英語遊歩道(その18)-高木彬光「白昼の死角」-映画版とTV版との比較 | 流離の翻訳者 青春のノスタルジア

流離の翻訳者 青春のノスタルジア

福岡県立小倉西高校(第29期)⇒北九州予備校⇒京都大学経済学部1982年卒
大手損保・地銀などの勤務を経て2008年法務・金融分野の翻訳者デビュー(和文英訳・翻訳歴17年)
翻訳会社勤務(約10年)を経て現在も英語の気儘な翻訳の独り旅を継続中

先日「白昼の死角」テレビドラマ版のDVDが届き一通り観終わった。ドラマは9話で編成されておりDVDは3枚組である。

 

 

TV版は第二次大戦の戦場のシーンから始まる。敗残兵の鶴岡七郎(渡瀬恒彦)は米軍の捕虜となり屈辱的な経験を経て命からがら復員し、隅田光一(山本圭)に出会う。

 

隅田は東大法学部開闢(かいびゃく)以来の秀才であり、鶴岡の他、木島良助(小倉一郎)、九鬼善治(岸部シロー)と組んで東大生による金融会社「太陽クラブ」を設立する。

 

映画版では、その冒頭で隅田光一(岸田森)が狂って焼身自殺を遂げるシーンから物語が始まるが、TV版は冷徹な隅田光一(山本圭)に関する映像を結構な時間含んでいる。

== データ内容 ==
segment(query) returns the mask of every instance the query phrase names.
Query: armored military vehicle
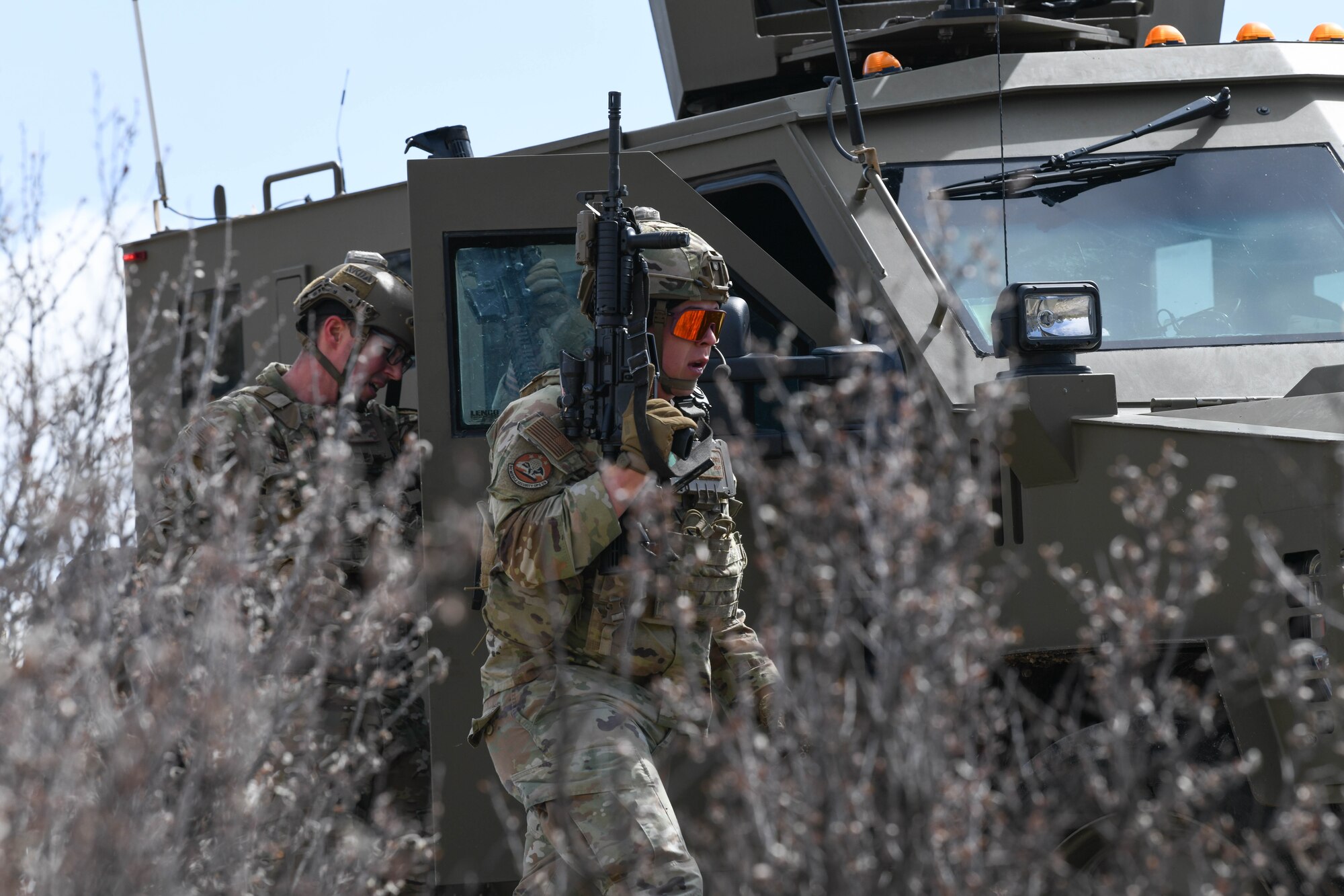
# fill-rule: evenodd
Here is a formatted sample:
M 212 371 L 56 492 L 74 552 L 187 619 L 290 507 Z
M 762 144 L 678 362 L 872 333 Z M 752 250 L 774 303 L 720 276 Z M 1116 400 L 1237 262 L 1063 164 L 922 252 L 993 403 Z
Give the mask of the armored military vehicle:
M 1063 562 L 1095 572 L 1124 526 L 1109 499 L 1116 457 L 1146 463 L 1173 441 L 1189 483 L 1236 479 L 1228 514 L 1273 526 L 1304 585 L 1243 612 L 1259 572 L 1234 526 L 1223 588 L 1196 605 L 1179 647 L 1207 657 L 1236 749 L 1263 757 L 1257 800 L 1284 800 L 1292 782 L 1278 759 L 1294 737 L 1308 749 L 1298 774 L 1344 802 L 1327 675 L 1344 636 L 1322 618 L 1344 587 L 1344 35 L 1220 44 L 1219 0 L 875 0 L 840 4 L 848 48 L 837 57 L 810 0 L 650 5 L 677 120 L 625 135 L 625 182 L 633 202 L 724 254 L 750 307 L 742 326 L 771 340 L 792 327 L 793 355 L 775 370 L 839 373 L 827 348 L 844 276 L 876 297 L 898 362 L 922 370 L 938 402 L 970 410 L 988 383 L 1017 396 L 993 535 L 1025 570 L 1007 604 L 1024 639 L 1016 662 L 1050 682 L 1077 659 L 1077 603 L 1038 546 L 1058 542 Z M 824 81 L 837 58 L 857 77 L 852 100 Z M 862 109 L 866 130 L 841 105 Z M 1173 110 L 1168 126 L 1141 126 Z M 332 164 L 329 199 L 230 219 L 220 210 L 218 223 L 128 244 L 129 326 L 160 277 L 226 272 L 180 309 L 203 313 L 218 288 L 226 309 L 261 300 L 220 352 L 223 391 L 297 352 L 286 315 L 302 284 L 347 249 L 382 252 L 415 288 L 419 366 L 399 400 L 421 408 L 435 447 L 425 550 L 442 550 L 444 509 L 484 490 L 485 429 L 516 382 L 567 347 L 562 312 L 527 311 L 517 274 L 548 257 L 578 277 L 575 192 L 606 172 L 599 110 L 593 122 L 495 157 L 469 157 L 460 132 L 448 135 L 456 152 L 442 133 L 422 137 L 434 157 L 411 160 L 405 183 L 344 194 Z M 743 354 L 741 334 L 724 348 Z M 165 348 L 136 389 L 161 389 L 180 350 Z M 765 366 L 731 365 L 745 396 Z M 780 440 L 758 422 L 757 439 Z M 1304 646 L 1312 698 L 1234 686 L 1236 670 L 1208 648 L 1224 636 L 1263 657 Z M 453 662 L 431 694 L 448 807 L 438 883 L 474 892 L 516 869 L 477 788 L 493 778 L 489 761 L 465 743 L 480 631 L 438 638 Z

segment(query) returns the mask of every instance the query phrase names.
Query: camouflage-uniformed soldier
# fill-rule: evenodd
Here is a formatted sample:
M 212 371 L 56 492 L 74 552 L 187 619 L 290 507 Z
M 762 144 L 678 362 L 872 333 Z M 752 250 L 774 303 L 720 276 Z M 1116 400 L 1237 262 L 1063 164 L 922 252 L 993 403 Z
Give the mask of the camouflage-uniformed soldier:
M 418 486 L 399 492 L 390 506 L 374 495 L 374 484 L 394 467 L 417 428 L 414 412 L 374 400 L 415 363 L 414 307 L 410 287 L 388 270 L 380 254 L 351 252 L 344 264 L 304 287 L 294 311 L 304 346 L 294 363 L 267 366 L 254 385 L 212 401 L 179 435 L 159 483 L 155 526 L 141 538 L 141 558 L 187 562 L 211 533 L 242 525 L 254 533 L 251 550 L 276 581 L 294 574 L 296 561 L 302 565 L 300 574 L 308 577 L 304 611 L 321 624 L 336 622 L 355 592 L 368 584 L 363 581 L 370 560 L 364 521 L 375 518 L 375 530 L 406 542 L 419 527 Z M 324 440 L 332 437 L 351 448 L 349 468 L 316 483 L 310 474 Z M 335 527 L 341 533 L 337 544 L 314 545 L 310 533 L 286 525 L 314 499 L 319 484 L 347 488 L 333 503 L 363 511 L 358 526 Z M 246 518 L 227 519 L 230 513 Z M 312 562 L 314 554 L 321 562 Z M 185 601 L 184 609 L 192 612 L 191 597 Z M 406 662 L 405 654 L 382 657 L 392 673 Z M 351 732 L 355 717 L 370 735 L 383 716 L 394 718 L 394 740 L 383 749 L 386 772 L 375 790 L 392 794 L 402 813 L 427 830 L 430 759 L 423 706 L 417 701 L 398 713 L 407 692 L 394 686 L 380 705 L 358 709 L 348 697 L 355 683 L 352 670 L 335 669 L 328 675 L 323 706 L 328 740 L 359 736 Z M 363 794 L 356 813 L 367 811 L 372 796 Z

== 問題 1 ==
本文によると、「白昼の死角」テレビドラマ版のDVDは何枚組ですか？
== 問題 2 ==
本文のうち、「先日「白昼の死角」テレビドラ」を含む語句で始まり「社「太陽クラブ」を設立する。」で終わる部分をそのまま書き写してください。
項目は本文とは別の出典から取ったものです。

== 解答 1 ==
3枚組です。

== 解答 2 ==
先日「白昼の死角」テレビドラマ版のDVDが届き一通り観終わった。ドラマは9話で編成されておりDVDは3枚組である。

 

 

TV版は第二次大戦の戦場のシーンから始まる。敗残兵の鶴岡七郎(渡瀬恒彦)は米軍の捕虜となり屈辱的な経験を経て命からがら復員し、隅田光一(山本圭)に出会う。

 

隅田は東大法学部開闢(かいびゃく)以来の秀才であり、鶴岡の他、木島良助(小倉一郎)、九鬼善治(岸部シロー)と組んで東大生による金融会社「太陽クラブ」を設立する。